• [THE PROBLEM] Leave out every picture, then transcribe the rest of the listing exactly.

** Start THE RECORDS **

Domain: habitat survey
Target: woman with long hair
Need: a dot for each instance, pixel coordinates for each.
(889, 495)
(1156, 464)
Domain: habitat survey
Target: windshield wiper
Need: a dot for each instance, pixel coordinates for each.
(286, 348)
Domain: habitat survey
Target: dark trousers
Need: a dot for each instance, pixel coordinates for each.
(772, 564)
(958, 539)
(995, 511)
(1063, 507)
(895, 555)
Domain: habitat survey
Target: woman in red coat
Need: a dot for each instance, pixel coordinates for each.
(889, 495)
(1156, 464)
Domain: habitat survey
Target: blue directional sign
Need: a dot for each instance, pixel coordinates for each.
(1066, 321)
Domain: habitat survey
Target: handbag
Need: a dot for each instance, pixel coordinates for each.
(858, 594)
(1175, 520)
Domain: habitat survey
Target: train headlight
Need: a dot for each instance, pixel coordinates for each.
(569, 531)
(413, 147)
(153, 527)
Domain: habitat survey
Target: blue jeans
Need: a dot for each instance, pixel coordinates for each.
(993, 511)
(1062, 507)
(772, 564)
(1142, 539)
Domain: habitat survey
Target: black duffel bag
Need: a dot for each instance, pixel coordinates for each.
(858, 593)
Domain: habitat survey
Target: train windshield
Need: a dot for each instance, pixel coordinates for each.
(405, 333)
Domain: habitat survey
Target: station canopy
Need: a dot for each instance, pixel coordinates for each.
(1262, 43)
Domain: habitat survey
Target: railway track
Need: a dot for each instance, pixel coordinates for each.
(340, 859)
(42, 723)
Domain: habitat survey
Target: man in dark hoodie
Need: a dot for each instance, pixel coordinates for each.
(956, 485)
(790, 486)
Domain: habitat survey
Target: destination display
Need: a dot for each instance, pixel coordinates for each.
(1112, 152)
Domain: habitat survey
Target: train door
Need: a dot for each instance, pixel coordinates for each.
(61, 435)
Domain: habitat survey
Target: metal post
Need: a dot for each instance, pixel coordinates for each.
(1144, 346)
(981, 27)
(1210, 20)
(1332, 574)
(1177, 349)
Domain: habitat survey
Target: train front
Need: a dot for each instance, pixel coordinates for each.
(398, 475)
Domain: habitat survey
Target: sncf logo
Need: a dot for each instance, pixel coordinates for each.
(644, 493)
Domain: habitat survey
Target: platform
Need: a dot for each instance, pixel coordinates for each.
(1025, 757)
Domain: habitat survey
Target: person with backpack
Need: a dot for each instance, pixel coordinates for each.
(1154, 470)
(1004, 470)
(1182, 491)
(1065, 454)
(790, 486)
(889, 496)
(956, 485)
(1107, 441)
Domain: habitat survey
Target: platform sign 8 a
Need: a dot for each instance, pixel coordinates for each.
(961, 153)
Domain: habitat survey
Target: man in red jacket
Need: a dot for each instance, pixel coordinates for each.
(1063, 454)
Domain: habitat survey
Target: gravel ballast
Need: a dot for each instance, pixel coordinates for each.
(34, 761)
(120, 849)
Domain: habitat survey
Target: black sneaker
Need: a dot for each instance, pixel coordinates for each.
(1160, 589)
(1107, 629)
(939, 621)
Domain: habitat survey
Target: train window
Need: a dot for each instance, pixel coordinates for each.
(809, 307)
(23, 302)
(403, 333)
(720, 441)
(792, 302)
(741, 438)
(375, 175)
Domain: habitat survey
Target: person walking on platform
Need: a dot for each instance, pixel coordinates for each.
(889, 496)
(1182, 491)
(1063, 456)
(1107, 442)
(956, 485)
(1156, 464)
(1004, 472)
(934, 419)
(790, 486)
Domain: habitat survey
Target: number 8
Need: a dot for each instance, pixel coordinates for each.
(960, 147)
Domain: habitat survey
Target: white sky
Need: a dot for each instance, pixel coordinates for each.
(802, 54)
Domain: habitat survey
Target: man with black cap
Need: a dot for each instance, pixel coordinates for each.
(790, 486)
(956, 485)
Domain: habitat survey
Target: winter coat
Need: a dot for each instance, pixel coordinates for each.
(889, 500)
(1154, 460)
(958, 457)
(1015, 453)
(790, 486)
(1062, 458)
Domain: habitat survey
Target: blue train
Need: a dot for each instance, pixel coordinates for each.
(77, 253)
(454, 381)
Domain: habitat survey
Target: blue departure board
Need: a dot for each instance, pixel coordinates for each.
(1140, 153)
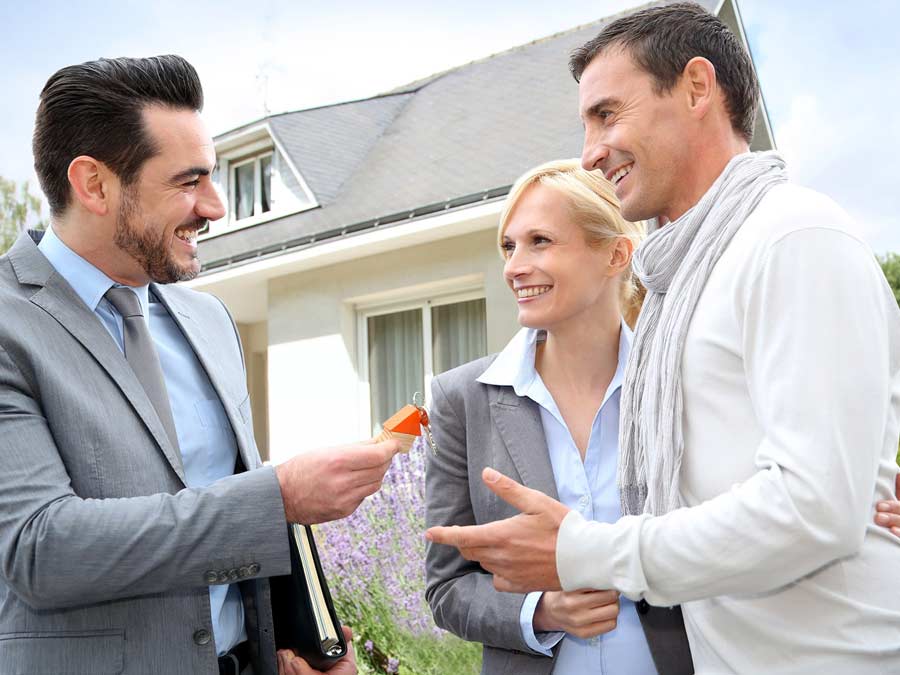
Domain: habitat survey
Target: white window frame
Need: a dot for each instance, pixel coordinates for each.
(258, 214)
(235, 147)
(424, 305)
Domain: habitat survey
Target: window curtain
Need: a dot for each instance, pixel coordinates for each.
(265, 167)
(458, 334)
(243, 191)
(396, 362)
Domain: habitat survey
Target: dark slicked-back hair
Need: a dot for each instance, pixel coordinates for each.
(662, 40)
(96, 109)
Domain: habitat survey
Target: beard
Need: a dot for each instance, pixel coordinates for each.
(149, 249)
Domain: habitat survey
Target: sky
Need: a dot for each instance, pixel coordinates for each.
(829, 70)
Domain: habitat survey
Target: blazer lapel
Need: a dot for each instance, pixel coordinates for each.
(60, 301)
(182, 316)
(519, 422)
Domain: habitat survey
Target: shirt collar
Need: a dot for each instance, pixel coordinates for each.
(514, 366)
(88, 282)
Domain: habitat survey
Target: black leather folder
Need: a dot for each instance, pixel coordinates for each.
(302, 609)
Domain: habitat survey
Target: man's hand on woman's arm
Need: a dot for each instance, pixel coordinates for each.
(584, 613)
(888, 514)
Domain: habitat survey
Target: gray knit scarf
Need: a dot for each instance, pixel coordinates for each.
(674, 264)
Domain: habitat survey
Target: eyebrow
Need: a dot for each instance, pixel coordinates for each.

** End THE RECORDS **

• [COMPLETED TASK]
Domain: habitat survey
Target: woman with long hair
Need: a dot for each instance, pixel coordinates for each.
(889, 495)
(1156, 464)
Domain: habitat survey
Target: windshield wiper
Need: a dot for each instance, pixel coordinates for each.
(286, 348)
Domain: habitat survey
Target: dark trousers
Need: a dot for each instance, pixel coordinates for each.
(772, 564)
(958, 539)
(995, 511)
(1063, 507)
(895, 555)
Domain: habitat survey
Target: woman in red coat
Need: a dot for each instance, pixel coordinates for each.
(889, 495)
(1156, 464)
Domain: habitat survey
Target: blue directional sign
Need: a dot for each instance, pixel coordinates for each.
(1066, 321)
Domain: habitat survey
Target: handbag
Need: a dot for each instance, pixel coordinates for each.
(858, 594)
(1175, 520)
Domain: habitat survey
Target: train headlight
Need: a dot for each instance, pixel coordinates for each.
(569, 531)
(413, 147)
(153, 527)
Domain: habitat survey
Target: blue jeans
Need: a dot for each instance, pixel coordinates for each.
(993, 511)
(1062, 507)
(772, 564)
(1142, 539)
Domain: habitat survey
Target: black duffel bag
Need: a dot for each instance, pixel coordinates for each.
(858, 593)
Domain: habitat survey
Target: train windshield
Need: a dot for each instance, pixel coordinates for each.
(405, 333)
Domain: habitat survey
Target: station canopy
Need: a dot for each instance, pixel coordinates for each.
(1262, 43)
Domain: habitat survey
Target: railway track
Need: a dot for each instance, pixel coordinates for each.
(340, 859)
(42, 723)
Domain: habitat survey
Target: man in dark hoodie
Need: a dot for each instance, pixel coordinates for each.
(956, 485)
(790, 486)
Domain: habitat survey
Target: destination display
Need: a dot for each instance, pixel coordinates for each.
(1112, 152)
Domain: habitat survey
Target: train door
Need: a dot for each instance, pixel coordinates for each.
(61, 435)
Domain: habitat survey
Target: metal post
Need: a dot for each instance, pixel coordinates for each.
(1144, 346)
(981, 27)
(1210, 20)
(1332, 574)
(1177, 349)
Domain: habitat survey
Target: train front
Need: a dot for each instance, pixel coordinates for each.
(398, 475)
Domain: habitat survey
Target: sncf logo
Need: a dot for each instance, pixel coordinates for each.
(644, 493)
Domain: habitat survey
Target: platform
Need: a dot for each instance, pixel coordinates for each.
(1025, 757)
Domain: habitat survey
Target: person with backpack
Need: a dot for each instance, pixel coordinates for each.
(1154, 470)
(1004, 470)
(1182, 491)
(1065, 454)
(790, 486)
(889, 496)
(956, 485)
(1107, 441)
Domain: habitat survey
Target: platform sign 8 a
Need: a dot for each instance, pixel coordinates for each.
(961, 153)
Domain: habitat survey
Target: man in red jacket
Need: a dot for each instance, pixel coordinates for each.
(1063, 454)
Domain: habitat survey
Target: gravel ballast
Need: a dot for each instance, pixel coordinates for each.
(34, 761)
(120, 849)
Domain: habitat survey
Target: black sneaker
Need: a dot for each instance, pixel coordinates for each.
(1160, 589)
(1107, 629)
(939, 621)
Domain: habitat survey
Target: train window
Need: a dot for each instance, pixel coordinates for each.
(809, 307)
(23, 302)
(403, 333)
(720, 441)
(792, 302)
(741, 438)
(375, 175)
Domain: habitat survey
Target: person walking on platform
Need: a dot for each instance, pixel coordinates for each.
(889, 496)
(1182, 491)
(1063, 456)
(1107, 442)
(956, 485)
(1156, 464)
(1004, 472)
(934, 419)
(790, 486)
Domain: habitat survey
Target: number 8
Need: a dot for each instance, pixel coordinates for each.
(960, 147)
Domain: habitat survey
Target: white sky
Need: a dot for each instance, pixel coordinates for each.
(802, 54)
Domain: habitat survey
Target: man with black cap
Need: a dot for each instance, pixel coordinates for each.
(790, 486)
(956, 485)
Domain: habitat survey
Target: winter coat
Need: a dot for each instance, pixel coordinates for each.
(889, 500)
(1154, 460)
(958, 457)
(1015, 453)
(790, 486)
(1062, 458)
Domain: habitat survey
Target: blue train
Need: a dot for each instance, pixel coordinates for each.
(77, 253)
(454, 381)
Domain: habitat survey
Target: blue departure board
Need: a dot for each instance, pixel coordinates for each.
(1140, 153)
Domain: habitat survey
Target: white window frame
Need: a dot for each instance, pixel coordinates for each.
(258, 214)
(235, 147)
(424, 305)
Domain: habitat survey
Target: window curtain
Need: a dot for each instance, pixel coordinates for each.
(265, 167)
(458, 334)
(243, 191)
(396, 362)
Domain: habitat survey
Target: dark slicked-back hair
Need: a dot for each instance, pixel coordinates for each.
(662, 40)
(96, 109)
Domain: habitat survey
Target: beard
Need: a dot for each instance, pixel coordinates for each.
(149, 249)
Domain: habitat survey
Target: sky
Need: a dot for each instance, pixel coordinates for each.
(829, 70)
Domain: habitat survey
Target: blazer lapel
Need: a dot for each instance, pixel coordinates for each.
(60, 301)
(182, 316)
(519, 422)
Domain: habitat survey
Target: shirt collar
Need: a dot for each instance, pixel coordinates for each.
(514, 366)
(88, 282)
Domain: habitat survey
Target: black leather folder
Need: a dot for each instance, pixel coordinates for each.
(302, 609)
Domain: habitat survey
Target: man's hand on woman's arm
Need: a dot for each instance, pixel coordinates for each.
(584, 613)
(888, 514)
Domain: habitat survey
Target: gray knit scarf
Need: a dot for each instance, pixel coordinates for each.
(674, 264)
Domain: habitat survey
Target: eyebrow
Need: a dot for each instance, pixel coordinates for each.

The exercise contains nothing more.